**RECORDS FOR THE EXERCISE**
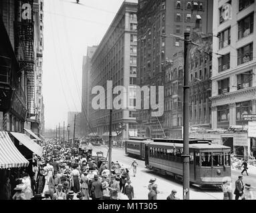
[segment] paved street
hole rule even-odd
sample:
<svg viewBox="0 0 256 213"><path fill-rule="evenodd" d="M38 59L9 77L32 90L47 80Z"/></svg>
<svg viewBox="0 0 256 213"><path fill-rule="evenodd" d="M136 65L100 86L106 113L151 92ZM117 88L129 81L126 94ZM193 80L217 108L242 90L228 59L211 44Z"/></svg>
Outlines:
<svg viewBox="0 0 256 213"><path fill-rule="evenodd" d="M103 152L106 156L108 152L107 147L93 146L93 155L96 155L98 151ZM112 161L118 160L124 166L129 168L134 158L127 156L124 153L124 148L112 148ZM156 184L158 190L160 192L158 195L158 200L166 200L172 189L177 190L176 196L182 199L182 185L180 182L171 179L166 176L160 176L154 174L153 172L145 168L145 163L142 160L137 160L138 163L137 176L133 176L132 170L130 170L130 175L132 180L132 184L134 187L135 199L147 200L147 189L148 181L151 177L156 178ZM190 188L190 198L191 200L222 200L223 193L218 191L203 192L196 188Z"/></svg>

**STATED TASK**
Copy every line above without changing a character, and leave the pictures out of your copy.

**OUTPUT OF THE EXERCISE**
[segment] paved street
hole rule even-odd
sample:
<svg viewBox="0 0 256 213"><path fill-rule="evenodd" d="M38 59L9 77L32 90L47 80Z"/></svg>
<svg viewBox="0 0 256 213"><path fill-rule="evenodd" d="M136 65L100 86L106 113L151 92ZM117 88L129 81L126 94ZM193 80L217 108L242 90L228 59L211 44Z"/></svg>
Outlines:
<svg viewBox="0 0 256 213"><path fill-rule="evenodd" d="M103 152L106 156L108 152L107 147L93 146L93 155L96 155L98 151ZM112 161L118 160L124 166L129 168L134 158L127 156L124 153L124 148L112 148ZM156 184L158 190L160 192L158 195L158 200L166 200L172 189L177 190L176 196L182 199L182 185L180 182L171 179L166 176L160 176L154 174L153 172L145 168L145 163L142 160L137 160L138 163L137 176L133 176L132 170L130 170L130 175L132 180L132 184L134 187L135 199L147 200L147 189L148 181L151 177L156 178ZM190 188L190 198L191 200L222 200L223 193L218 191L203 192L196 188Z"/></svg>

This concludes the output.